Problem to solve: Rewrite all of the material below, putting "example" in place of each "sample" and changing nothing else.
━━━━━ Dataset records ━━━━━
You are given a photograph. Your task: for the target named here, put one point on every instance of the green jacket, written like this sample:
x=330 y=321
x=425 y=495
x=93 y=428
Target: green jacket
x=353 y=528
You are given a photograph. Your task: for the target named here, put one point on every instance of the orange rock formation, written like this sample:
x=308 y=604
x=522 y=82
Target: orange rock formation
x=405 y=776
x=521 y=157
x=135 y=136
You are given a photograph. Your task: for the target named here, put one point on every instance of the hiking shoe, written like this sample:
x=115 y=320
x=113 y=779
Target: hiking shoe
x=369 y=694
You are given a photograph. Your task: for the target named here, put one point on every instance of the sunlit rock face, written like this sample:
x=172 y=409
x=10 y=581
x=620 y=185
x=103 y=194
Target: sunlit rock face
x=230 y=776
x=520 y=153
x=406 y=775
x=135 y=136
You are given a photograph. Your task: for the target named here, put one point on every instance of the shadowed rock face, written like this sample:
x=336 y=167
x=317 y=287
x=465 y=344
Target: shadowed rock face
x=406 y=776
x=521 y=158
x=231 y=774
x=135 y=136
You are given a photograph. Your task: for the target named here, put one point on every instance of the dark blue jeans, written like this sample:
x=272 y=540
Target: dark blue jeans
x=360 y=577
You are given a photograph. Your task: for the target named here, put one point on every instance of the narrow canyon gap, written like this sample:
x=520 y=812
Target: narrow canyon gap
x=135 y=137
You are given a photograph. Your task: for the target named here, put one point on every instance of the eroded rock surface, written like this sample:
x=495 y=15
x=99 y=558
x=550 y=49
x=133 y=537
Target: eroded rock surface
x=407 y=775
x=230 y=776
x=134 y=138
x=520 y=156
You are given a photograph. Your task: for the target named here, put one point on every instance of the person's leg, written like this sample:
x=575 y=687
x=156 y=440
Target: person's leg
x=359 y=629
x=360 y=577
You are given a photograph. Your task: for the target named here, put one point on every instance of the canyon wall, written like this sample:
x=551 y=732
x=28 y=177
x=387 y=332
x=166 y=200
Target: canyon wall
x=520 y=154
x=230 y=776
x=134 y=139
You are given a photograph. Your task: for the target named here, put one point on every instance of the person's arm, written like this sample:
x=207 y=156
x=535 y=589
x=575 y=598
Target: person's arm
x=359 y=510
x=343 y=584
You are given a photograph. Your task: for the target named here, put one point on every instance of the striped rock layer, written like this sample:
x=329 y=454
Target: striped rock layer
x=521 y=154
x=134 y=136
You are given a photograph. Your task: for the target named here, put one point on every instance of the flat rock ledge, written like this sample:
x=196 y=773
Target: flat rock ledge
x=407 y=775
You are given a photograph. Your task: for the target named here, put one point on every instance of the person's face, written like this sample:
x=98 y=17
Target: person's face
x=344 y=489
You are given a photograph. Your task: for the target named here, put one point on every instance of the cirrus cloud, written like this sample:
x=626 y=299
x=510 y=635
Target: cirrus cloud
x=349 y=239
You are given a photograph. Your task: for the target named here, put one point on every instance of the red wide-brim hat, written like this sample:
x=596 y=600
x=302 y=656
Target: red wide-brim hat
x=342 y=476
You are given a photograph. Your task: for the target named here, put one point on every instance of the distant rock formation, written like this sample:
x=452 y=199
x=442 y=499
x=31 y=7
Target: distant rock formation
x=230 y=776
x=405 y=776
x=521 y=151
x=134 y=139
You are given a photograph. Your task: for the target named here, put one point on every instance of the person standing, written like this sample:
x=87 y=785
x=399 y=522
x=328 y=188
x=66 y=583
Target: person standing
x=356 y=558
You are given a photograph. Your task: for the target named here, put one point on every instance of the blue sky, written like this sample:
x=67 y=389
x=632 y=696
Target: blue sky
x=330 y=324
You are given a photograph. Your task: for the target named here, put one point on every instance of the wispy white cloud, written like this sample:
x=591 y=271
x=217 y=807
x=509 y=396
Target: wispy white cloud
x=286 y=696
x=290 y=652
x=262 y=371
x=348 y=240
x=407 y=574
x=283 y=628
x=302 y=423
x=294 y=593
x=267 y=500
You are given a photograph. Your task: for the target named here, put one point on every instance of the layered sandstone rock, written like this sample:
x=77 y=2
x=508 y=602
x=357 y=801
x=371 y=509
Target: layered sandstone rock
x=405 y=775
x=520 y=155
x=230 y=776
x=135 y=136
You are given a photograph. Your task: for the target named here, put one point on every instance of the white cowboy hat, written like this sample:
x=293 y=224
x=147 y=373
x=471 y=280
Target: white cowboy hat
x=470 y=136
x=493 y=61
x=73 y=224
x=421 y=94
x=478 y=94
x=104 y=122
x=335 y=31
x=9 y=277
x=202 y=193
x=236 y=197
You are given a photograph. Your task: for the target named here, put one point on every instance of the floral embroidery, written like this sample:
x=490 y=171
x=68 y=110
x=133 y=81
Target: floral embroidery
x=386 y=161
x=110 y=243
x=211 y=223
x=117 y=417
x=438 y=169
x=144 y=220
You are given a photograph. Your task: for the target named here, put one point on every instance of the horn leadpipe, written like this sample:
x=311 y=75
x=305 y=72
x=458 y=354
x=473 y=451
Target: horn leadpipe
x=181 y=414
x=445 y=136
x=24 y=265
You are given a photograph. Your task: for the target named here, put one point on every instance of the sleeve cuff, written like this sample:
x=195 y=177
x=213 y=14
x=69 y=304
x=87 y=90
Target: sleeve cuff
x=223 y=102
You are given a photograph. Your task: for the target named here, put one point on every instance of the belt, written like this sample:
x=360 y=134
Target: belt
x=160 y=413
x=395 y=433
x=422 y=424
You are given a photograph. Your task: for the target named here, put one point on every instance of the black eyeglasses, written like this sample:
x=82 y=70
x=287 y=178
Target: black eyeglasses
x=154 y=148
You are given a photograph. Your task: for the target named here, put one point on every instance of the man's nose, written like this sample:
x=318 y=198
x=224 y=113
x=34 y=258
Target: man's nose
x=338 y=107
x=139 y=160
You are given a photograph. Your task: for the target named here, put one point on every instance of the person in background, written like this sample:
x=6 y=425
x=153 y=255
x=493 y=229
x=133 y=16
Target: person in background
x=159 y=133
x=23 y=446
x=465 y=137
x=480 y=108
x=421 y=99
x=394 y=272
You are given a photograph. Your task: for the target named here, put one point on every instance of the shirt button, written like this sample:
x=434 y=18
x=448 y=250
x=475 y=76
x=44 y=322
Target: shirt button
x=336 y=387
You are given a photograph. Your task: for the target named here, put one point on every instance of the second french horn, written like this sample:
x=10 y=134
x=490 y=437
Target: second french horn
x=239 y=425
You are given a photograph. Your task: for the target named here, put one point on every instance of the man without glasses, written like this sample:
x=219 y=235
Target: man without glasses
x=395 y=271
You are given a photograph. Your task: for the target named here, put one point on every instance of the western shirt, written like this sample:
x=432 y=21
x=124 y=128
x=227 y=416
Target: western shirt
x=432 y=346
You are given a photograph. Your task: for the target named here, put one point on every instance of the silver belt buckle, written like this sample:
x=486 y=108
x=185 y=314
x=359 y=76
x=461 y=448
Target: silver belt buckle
━━━━━
Finished task:
You are given a photograph. Your task: for the target named here, put one point on every instance of the green jacket, written like this example:
x=330 y=321
x=425 y=495
x=93 y=428
Target: green jacket
x=353 y=528
You are given a photograph. Your task: for the target named here, put one point on every instance of the orange rock formation, written like this example:
x=308 y=604
x=522 y=82
Target: orange rock formation
x=405 y=776
x=521 y=157
x=135 y=136
You are given a photograph. Your task: for the target named here, put one point on every instance of the hiking shoe, written like this example:
x=115 y=320
x=113 y=779
Target: hiking shoe
x=369 y=694
You are given a photograph. Your task: for the target named here, put one point on every instance of the sunlit rock face, written like this example:
x=172 y=409
x=10 y=581
x=620 y=185
x=103 y=194
Target: sunlit rock face
x=230 y=776
x=520 y=153
x=406 y=775
x=135 y=136
You are given a photograph. Your task: for the target named here, put one point on every instance of the shadowed rock face, written like this example:
x=336 y=167
x=317 y=287
x=465 y=344
Target: shadowed rock face
x=406 y=776
x=521 y=158
x=231 y=774
x=135 y=136
You are given a photograph. Your task: for the target named here, put one point on every instance of the dark blue jeans, written like this example:
x=272 y=540
Target: dark blue jeans
x=360 y=577
You are given a photograph. Your task: for the target named here, put one point on every instance of the narrow canyon gap, written like this example:
x=520 y=812
Target: narrow canyon gap
x=135 y=137
You are given a photograph. Your task: for the target named here, put one point on every instance of the eroded rock surface, written like this example:
x=495 y=15
x=99 y=558
x=550 y=49
x=133 y=537
Target: eroded rock surface
x=407 y=775
x=230 y=776
x=134 y=138
x=520 y=156
You are given a photograph. Your task: for the target named here, put one point on every instance of the person's leg, written like this example:
x=575 y=687
x=156 y=440
Target: person's leg
x=359 y=629
x=360 y=577
You are given a photograph. Your task: for the target named here, put one point on every instance of the canyon wall, written like this example:
x=551 y=732
x=28 y=177
x=387 y=332
x=166 y=200
Target: canyon wall
x=520 y=154
x=230 y=776
x=134 y=139
You are given a photograph. Your task: for the target named here, put one point on every instance of the person's arm, written like this example:
x=207 y=156
x=535 y=589
x=575 y=598
Target: person's arm
x=359 y=510
x=343 y=584
You are given a photograph. Your task: for the target named here, put one point on every instance of the striped rock layer, written like this example:
x=329 y=454
Target: striped rock layer
x=521 y=154
x=134 y=136
You are given a photograph. Your task: for the target named here, put one point on every instance of the flat rock ledge, written like this example:
x=196 y=773
Target: flat rock ledge
x=407 y=775
You are given a photograph. Your task: for the target named here, put one point on every instance of the person's face, written like this example:
x=98 y=17
Target: person's face
x=344 y=489
You are given a photograph. Your task: for the target named here, put one point on every instance of the cirrus cloud, written like this example:
x=626 y=299
x=510 y=635
Target: cirrus cloud
x=349 y=239
You are given a photograph. Your task: for the target named here, put one point on every instance of the red wide-brim hat, written like this example:
x=596 y=600
x=302 y=656
Target: red wide-brim hat
x=342 y=476
You are given a photograph. Your task: for the target named here, put one point on every instance of the distant rock formation, written like this example:
x=452 y=199
x=442 y=499
x=31 y=7
Target: distant rock formation
x=230 y=776
x=405 y=776
x=521 y=151
x=134 y=139
You are given a photograph. Your task: for the target named here, put one point on every instance of the person standing, written like this example:
x=87 y=785
x=399 y=522
x=328 y=188
x=66 y=583
Target: person standing
x=356 y=558
You are given a photograph. Your task: for the target named here, put one point on every instance of the blue sky, written like this example:
x=67 y=389
x=632 y=696
Target: blue sky
x=330 y=324
You are given a photograph. Your task: for the target named here, put one point on every instance of the wispy white cloud, written like this example:
x=591 y=271
x=217 y=807
x=509 y=396
Target: wispy white cloud
x=286 y=696
x=290 y=652
x=262 y=371
x=348 y=240
x=407 y=574
x=283 y=628
x=302 y=423
x=294 y=593
x=267 y=500
You are given a photograph. Your task: for the target named here, put one point on every instance of the layered sandstone rock, written like this example:
x=77 y=2
x=508 y=602
x=357 y=801
x=371 y=509
Target: layered sandstone rock
x=405 y=775
x=520 y=155
x=230 y=776
x=135 y=136
You are given a photograph. Your task: for the target named here, put one point on every instance of the white cowboy hat, written like this example:
x=293 y=224
x=147 y=373
x=471 y=280
Target: white cowboy hat
x=470 y=136
x=493 y=61
x=73 y=224
x=421 y=94
x=478 y=94
x=104 y=122
x=335 y=31
x=9 y=277
x=202 y=193
x=236 y=197
You are given a photograph. Your task: for the target named here, put one point on every instance of the floral embroidery, written like this example:
x=490 y=171
x=68 y=110
x=133 y=81
Target: floral embroidery
x=386 y=161
x=110 y=243
x=211 y=223
x=117 y=417
x=438 y=169
x=144 y=220
You are given a photograph. Your task: for the target named here, put one point on every instance of the horn leadpipe, written like this example:
x=311 y=75
x=305 y=72
x=458 y=354
x=473 y=451
Target: horn leadpipe
x=181 y=414
x=445 y=136
x=24 y=265
You are given a photograph. Your task: for the target named here, put one point on every instance of the sleeve cuff, written like this example:
x=195 y=177
x=213 y=14
x=69 y=304
x=87 y=90
Target: sleeve cuff
x=223 y=102
You are given a photograph. Your task: for the target named here, put one point on every instance of the belt, written like this example:
x=360 y=134
Target: belt
x=160 y=413
x=395 y=433
x=422 y=424
You are given a photograph. Your task: for the target named here, put one point on every instance of the black eyeglasses, written like this example:
x=82 y=70
x=287 y=178
Target: black eyeglasses
x=154 y=148
You are given a photograph. Your task: for the target named here, put one point on every instance of the man's nose, written like this example:
x=318 y=198
x=224 y=113
x=34 y=258
Target: man's nose
x=338 y=107
x=139 y=160
You are given a photograph. Your task: for the target named here, put one point on every instance of the person in background, written like this example:
x=6 y=425
x=153 y=255
x=493 y=229
x=133 y=16
Target: person in background
x=159 y=133
x=23 y=446
x=465 y=137
x=480 y=108
x=421 y=99
x=394 y=272
You are given a photograph. Your task: for the target named here, put one point on every instance of the shirt button, written like this example:
x=434 y=18
x=448 y=250
x=475 y=76
x=44 y=322
Target: shirt button
x=336 y=387
You are given a photograph. Your task: for the target named here, put one point on every instance of the second french horn, written like this example:
x=10 y=134
x=490 y=437
Target: second french horn
x=239 y=425
You are given a photograph. Your task: for the target named here, put one point on every instance of the man without glasses, written like this example:
x=219 y=235
Target: man without glasses
x=395 y=271
You are given a photograph. Your task: for the target named here, put one point on every instance of the western shirt, written like this example:
x=432 y=21
x=124 y=128
x=227 y=416
Target: western shirt
x=432 y=346
You are given a photograph. Your task: for the target named here, put one point on every instance of the silver belt buckle, written like this example:
x=486 y=108
x=185 y=314
x=359 y=76
x=461 y=448
Target: silver belt buckle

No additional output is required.